**Task statement**
From the first line to the last, retype the data below exactly.

[[ Supplied data, beginning ]]

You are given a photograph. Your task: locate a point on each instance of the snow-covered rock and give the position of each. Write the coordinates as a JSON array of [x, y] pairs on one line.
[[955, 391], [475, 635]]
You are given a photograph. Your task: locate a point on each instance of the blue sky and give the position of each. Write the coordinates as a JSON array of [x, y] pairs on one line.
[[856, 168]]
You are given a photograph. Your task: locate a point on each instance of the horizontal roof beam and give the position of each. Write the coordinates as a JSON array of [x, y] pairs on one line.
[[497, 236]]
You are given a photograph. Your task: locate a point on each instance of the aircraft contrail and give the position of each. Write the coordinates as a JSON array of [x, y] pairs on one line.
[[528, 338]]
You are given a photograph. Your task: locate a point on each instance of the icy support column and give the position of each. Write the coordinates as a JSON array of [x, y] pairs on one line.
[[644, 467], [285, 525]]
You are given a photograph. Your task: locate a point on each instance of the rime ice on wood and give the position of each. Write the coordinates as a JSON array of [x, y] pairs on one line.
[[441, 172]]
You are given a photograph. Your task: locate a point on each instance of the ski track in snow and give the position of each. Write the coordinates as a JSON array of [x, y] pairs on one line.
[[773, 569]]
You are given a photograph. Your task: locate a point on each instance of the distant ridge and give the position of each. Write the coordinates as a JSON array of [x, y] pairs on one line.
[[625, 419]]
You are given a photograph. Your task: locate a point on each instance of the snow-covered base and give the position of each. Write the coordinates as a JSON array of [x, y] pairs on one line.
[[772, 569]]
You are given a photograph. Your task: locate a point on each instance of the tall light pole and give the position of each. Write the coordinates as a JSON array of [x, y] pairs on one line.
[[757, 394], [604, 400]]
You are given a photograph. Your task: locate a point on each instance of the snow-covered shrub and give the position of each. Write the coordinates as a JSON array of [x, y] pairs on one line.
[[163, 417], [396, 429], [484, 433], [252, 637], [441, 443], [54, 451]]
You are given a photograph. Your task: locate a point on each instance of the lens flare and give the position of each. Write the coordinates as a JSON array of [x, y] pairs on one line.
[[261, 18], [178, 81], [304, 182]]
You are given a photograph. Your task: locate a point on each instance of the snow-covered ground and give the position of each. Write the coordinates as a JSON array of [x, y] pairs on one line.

[[ Supplied data, end ]]

**Response area**
You are given a photograph. Your task: locate a point on each instance of the snow-covered rock and give the position of each. Write the coordinates as a JSON array of [x, y] pairs on one line.
[[955, 391], [475, 635]]
You are given a photograph. Your task: locate a point on each instance of the blue sky and give the position of each. Write the coordinates as a JSON array of [x, y] pairs on one line.
[[856, 168]]
You are given a photograph. Your task: locate a point on each instance of the horizontal roof beam and give the position of each. Write the coordinates as a JSON array of [x, y] pairs on one line.
[[497, 236]]
You are given a photograph. Your task: locate a point on each instance of the aircraft contrail and give the position of each. Write the coordinates as a JSON array of [x, y] pairs on one line.
[[528, 338]]
You are given a photograph. Your task: locate a point on each instance of the icy support column and give the position of each. Write the coordinates as a JSON array of [x, y] pairs on one line.
[[644, 467], [285, 525]]
You are given a photograph. Your task: locate a point on each instance of the rime ice on wood and give the position of each. Write the coordinates as a JSON array of [x, y] pairs on one line.
[[441, 172]]
You are given a photograph. Your task: locate a point on each instance of the ski track in snow and give the position of each. Write the coordinates as a JSON array of [x, y] pairs on one line.
[[773, 569]]
You are given a photograph. Your task: locate a point on each instance of the distant ridge and give the position of each. Write the coordinates as a JSON array of [x, y] pairs on one line.
[[625, 419]]
You are given a photograph. Your task: locate a point on each instance of the snow-covered base and give the position of each. Write the coordinates as a JSON array of [x, y] pairs on one line.
[[772, 569]]
You are given a photograph. Your task: locate a point on each instance of the tall light pole and give the position of each. Write the coordinates as a JSON array of [x, y] pairs on one line.
[[757, 394], [604, 400]]
You are given a photograph. Your task: locate a point on each instance of the snow-covered shrub and give the position of each. Write the coordinates as a JSON array of [x, y] pairs on one line.
[[163, 417], [396, 429], [484, 433], [252, 637], [441, 443], [54, 451]]
You are given a photograph. Your task: locate a point on each instance of the lens flare and give the position of each. Write the coordinates as a JSON array of [x, y] pairs on one line.
[[261, 18], [178, 81], [304, 182]]
You are given a photograph. Your task: locate a point on each instance of the snow-covered ground and give the position of each. Write the coordinates as a JSON array of [x, y] pairs on one line.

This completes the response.